TASK SET
1: In the tax overview, rewrite everything from "In transactions subject" down to "rights, and securities.", putting "public bodies" in place of "government entities".
2: List each contribution category named in the bulleted list of the tax overview.
3: Continue the tax overview from where it stops.

TEXT EXCERPT
The net assets tax applies in lieu of Corporate Income Tax (CIT) when the amount of CIT payable is lower than the net assets tax due. Resident companies in their pre-operational period that is, the period in which the company has commenced operations but has not yet issued its first invoice as well as companies operating in free trade zones (FTZs), among others, are exempt from this tax.
Non-resident companies are not subject to the net assets tax.
Transfer taxes
Transfer taxes are levied on real estate transactions at L 1.5 per every L 1,000.
Stamp taxes
Capital gains tax
In general, capital gains are subject to a 10% tax, regardless of the taxpayer’s residence status. However, under the ZOLITUR regime, which provides a special territorial incentive framework, capital gains are subject to a reduced flat tax rate of 4%.
Capital gains tax must be paid within ten (10) business days from the date on which the agreed transaction value is determined.
In transactions subject to capital gains tax involving a non-resident, the buyer is required to withhold 4% of the transaction value as an advance payment of the tax and remit such amount to the tax authorities within ten (10) business days following the transaction date.
Additionally, government entities apply a 10% withholding tax (WHT) on capital gains arising from payments related to the purchase and sale of goods, indemnifications, transfers of rights, and securities.
Payroll taxes and contributions
Payroll taxes and social security contributions are paid by employers at the following rates:
Social security contributions are assessed as follows:
- Sickness and maternity: Employer contribution of 2.5% on employee income, subject to a maximum monthly contribution base of L 11,903.13.
- Invalidity, old age, and death: Employer contribution of 1% on employee income, subject to a maximum monthly contribution base of L 11,903.13.
- Occupational risk: Employer contribution of 0.2% on employee income, subject to a maximum monthly contribution base of L 11,903.13.
- Institute of Professional Education (Instituto Nacional de Formación Profesional – INFOP): Employer contribution of 1% calculated on total accrued payroll.

DATASET EXCERPTS
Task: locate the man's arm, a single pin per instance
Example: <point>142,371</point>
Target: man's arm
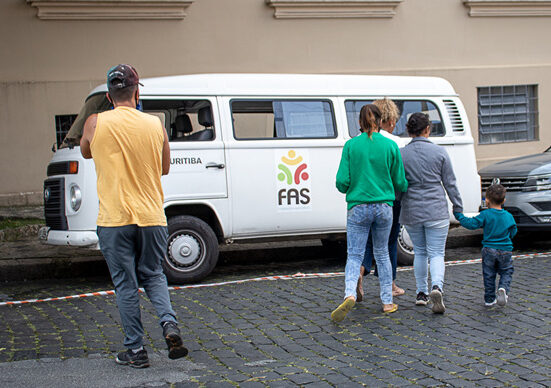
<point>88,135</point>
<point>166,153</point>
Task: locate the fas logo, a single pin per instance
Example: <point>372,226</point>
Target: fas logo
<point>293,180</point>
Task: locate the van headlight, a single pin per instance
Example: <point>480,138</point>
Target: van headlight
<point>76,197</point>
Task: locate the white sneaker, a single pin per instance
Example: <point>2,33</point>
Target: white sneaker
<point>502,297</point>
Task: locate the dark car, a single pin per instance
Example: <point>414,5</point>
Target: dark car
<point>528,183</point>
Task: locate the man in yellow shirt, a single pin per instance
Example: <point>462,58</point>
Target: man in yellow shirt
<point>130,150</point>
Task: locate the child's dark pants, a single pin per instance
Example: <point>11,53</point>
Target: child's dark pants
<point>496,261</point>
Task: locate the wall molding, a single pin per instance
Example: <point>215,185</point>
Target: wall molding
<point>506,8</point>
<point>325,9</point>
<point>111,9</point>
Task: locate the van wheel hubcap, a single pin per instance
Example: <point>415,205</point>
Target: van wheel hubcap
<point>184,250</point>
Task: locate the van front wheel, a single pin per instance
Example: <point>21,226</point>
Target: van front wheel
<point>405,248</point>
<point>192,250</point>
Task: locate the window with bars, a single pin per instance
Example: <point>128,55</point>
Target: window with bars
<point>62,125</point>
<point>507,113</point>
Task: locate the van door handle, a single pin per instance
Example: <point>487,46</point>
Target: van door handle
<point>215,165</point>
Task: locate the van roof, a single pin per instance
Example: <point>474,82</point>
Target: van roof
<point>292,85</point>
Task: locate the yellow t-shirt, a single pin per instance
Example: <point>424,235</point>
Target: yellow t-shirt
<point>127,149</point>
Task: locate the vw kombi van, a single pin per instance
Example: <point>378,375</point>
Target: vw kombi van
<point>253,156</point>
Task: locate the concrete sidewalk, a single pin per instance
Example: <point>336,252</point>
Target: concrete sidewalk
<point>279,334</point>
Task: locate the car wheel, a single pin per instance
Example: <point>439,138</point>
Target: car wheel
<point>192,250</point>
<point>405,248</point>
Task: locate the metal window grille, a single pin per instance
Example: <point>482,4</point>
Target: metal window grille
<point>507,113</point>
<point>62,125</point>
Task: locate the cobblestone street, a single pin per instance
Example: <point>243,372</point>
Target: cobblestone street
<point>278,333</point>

==

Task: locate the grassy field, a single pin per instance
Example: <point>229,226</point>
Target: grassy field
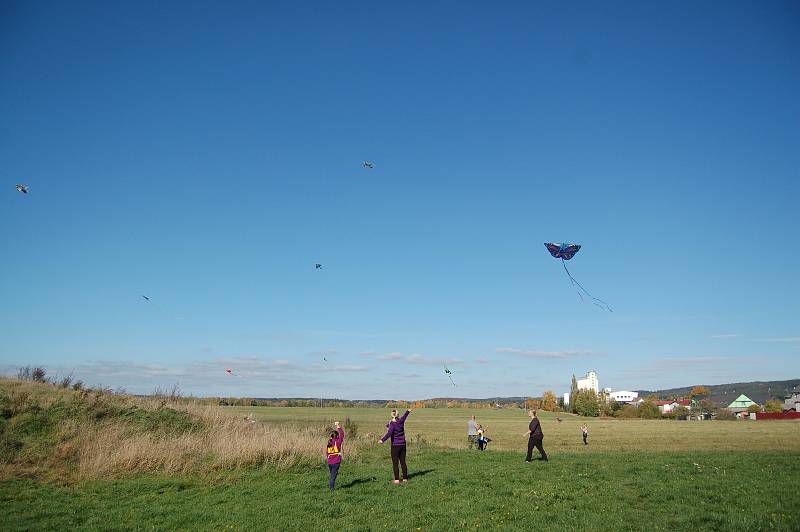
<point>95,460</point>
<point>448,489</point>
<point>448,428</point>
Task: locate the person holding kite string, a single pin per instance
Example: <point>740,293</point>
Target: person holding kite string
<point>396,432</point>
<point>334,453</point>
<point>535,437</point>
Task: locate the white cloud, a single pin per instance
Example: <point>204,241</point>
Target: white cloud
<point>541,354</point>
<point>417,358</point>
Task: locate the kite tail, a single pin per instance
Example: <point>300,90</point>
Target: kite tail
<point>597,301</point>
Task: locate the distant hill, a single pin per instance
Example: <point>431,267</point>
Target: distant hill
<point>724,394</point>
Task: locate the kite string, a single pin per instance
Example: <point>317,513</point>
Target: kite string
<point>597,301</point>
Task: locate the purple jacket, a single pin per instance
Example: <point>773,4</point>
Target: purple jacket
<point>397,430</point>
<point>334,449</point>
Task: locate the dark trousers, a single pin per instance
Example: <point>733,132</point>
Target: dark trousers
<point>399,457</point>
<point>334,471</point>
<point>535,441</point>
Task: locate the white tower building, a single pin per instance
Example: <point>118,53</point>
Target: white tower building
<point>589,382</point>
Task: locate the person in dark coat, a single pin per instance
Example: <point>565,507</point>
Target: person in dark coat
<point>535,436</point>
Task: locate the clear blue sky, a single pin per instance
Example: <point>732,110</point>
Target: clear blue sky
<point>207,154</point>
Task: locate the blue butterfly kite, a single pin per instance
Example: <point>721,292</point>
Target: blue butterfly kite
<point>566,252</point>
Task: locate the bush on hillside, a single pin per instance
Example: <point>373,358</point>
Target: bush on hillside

---

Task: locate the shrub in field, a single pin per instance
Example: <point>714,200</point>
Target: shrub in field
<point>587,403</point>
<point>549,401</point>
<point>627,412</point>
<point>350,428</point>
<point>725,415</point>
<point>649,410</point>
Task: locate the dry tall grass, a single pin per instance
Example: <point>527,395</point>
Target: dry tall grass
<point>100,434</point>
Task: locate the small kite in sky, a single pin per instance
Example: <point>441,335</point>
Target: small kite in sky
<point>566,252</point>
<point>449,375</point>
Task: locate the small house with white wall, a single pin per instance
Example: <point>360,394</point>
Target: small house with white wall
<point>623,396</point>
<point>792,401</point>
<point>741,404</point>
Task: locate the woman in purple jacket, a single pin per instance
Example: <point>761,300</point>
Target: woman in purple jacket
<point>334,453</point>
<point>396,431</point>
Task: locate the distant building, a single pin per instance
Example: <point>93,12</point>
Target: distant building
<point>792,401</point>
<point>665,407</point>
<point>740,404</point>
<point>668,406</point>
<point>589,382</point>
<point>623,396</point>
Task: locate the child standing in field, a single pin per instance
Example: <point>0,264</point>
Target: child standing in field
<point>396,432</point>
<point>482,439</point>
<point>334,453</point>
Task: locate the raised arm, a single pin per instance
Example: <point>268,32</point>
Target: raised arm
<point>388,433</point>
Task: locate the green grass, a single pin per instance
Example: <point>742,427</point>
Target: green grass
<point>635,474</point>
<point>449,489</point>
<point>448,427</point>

ANSWERS BY ITEM NUMBER
1:
In transactions subject to capital gains tax involving a non-resident, the buyer is required to withhold 4% of the transaction value as an advance payment of the tax and remit such amount to the tax authorities within ten (10) business days following the transaction date.
Additionally, public bodies apply a 10% withholding tax (WHT) on capital gains arising from payments related to the purchase and sale of goods, indemnifications, transfers of rights, and securities.

2:
- Sickness and maternity
- Invalidity, old age, and death
- Occupational risk
- Institute of Professional Education (Instituto Nacional de Formación Profesional – INFOP)

3:
- Housing fund (Régimen de Aportaciones Privadas – RAP / Fondo Social para la Vivienda – FOSOVI): Contribution of 1.5% of the employee’s ordinary salary paid by the employer, plus 1.5% withheld from the employee’s salary, calculated on a contribution base capped at L 11,903.13.
Special temporary contributions
Under the Special Temporary Security Contribution on Financial Transactions (Contribución Especial por Transacciones Financieras Proseguridad Poblacional), financial transactions are subject to a contribution of L 2.00 per thousand, or fraction thereof, subject to certain exceptions.
Companies providing mobile communication services are required to pay a special temporary contribution of 1% on gross monthly income.
Under the special temporary environmental protection contribution applicable to the mining sector, a 2% levy is imposed on the free on board (FOB) value of exports.
The special temporary contribution applicable to the food and beverage sector operating under special tax regimes is 0.5% of gross monthly income.
Finally, cooperatives are subject to a special contribution of 3.6% on annual net surplus.
Municipal taxes
Companies operating in Honduras are also subject to the rules and regulations of the respective municipalities in which they conduct business. Municipal taxes and obligations are governed by the Municipal Tax Ordinance, which establishes the applicable local taxes, fees, and charges.
Key municipal tax obligations typically include the following:
- Industry, commerce, and services tax, generally calculated on the basis of annual gross income (see the Taxes on Corporate Income section).
- Public services fee, payable for municipal services such as waste collection and disposal.
- Real estate tax, levied on the ownership of urban and rural real estate.
- Sign tax, imposed on outdoor advertising and public signage.